Passage to read —
────────

Friday, April 9, 2010

staring at the blank page before you

i have a hate-love relationship with blank pages when i am not suffering from writer's block (when i am, a blank page is the enemy), as i'm sure many of you do, too. thing is, it's starting to lean a lot more towards the hate side, while love is sitting with his head in a cloud somewhere completely oblivious to everything.

on the one hand, a blank page is awesome. it's clean and fresh and holds a million different possibilities. there are no mistakes, no wrong turns, nothing that makes you want to hang your head in embarrassment or tear the thing up because it just won't go the way you want it to. everything is still possible, and the world is at your fingertips. whatever world you choose to create.

on the other hand, a blank page is completely terrifying. it's intimidating. there are so many different things you could do, but as they race to the front of your mind and you try to pick the absolute best one, they fly into the air around you, heading towards someone else's blank page that would jump at the chance of getting them down. suddenly, the maelstrom of thoughts you just had turn into absolutely nothing. the blinking cursor begins mocking you. you try to get something down, anything, just to prove that you can, but everything comes out wrong. you either get really familiar with your backspace button or your blank page turns into a page full of scribbles. frustration kills possibilities and the world is tantalizingly close, but just out of reach.

────────

Data listing —
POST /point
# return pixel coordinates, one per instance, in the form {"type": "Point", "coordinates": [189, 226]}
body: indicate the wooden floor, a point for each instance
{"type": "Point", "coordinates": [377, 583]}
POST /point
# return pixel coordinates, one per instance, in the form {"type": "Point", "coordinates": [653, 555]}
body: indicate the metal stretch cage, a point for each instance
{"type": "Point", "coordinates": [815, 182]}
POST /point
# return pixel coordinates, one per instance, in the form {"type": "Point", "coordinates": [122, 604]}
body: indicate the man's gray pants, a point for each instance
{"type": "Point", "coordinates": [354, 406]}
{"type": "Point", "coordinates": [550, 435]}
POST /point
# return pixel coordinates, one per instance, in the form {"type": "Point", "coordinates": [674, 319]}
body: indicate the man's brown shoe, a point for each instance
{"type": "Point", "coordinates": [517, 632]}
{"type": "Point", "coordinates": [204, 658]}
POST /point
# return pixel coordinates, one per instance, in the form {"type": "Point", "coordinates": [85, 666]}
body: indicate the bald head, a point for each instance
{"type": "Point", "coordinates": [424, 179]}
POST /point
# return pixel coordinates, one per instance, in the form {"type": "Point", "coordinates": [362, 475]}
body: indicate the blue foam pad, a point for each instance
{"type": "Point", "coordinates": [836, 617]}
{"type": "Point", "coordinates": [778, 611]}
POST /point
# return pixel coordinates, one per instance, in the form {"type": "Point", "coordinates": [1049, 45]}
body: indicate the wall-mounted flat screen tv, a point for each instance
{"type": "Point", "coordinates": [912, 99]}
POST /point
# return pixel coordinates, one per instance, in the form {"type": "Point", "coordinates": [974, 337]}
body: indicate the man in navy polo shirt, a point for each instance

────────

Exercises to complete —
(a) For the blog post about blank pages, decide whether each statement agrees with it. Answer yes or no, and quote the words that decide it. (i) The writer calls a blank page the enemy during writer's block. (ii) The writer's feelings about blank pages are moving toward love. (iii) The writer says a blank page holds no mistakes.
(b) Answer these from the blog post about blank pages. (i) What date appears at the top? (ii) What begins mocking you? (iii) Which button might you get really familiar with?
(c) Write the next part of the blog post about blank pages, starting after its last sentence.

Answers —
(a)
(i) Yes: "when i am, a blank page is the enemy"
(ii) No: "it's starting to lean a lot more towards the hate side"
(iii) Yes: "there are no mistakes"

(b)
(i) Friday, April 9, 2010
(ii) The blinking cursor
(iii) Your backspace button

(c)
i'm sure i had more to say on this subject, but i just got really distracted by my neighbors and my thoughts were blown away by the spring breeze. my neighbors have formed a sort of assembly line to get their groceries into their house. the distracting thing (besides the family lining up from the car, up the stairs, to the front door) is that they are taking the groceries one by one into the house. no bags or anything. one cereal box goes up the line, followed by a bunch of bananas, followed by two cans of something, followed by whatever else they have. i realize that with the way i talk about my neighbors i must seem like a gladys kravitz, but i assure you i'm really not.

oh, and i have eaten nothing but chocolate and beef jerky since monday (except for yesterday's family dinner of orange chicken) and i am fully disgusted with myself.

*Unwritten - Natasha Bedingfield

7 comments:

  1. you'd make a good wife. you know why?

    cos you make almost everything boring sound do interesting at times. i envy that lucky guy! :)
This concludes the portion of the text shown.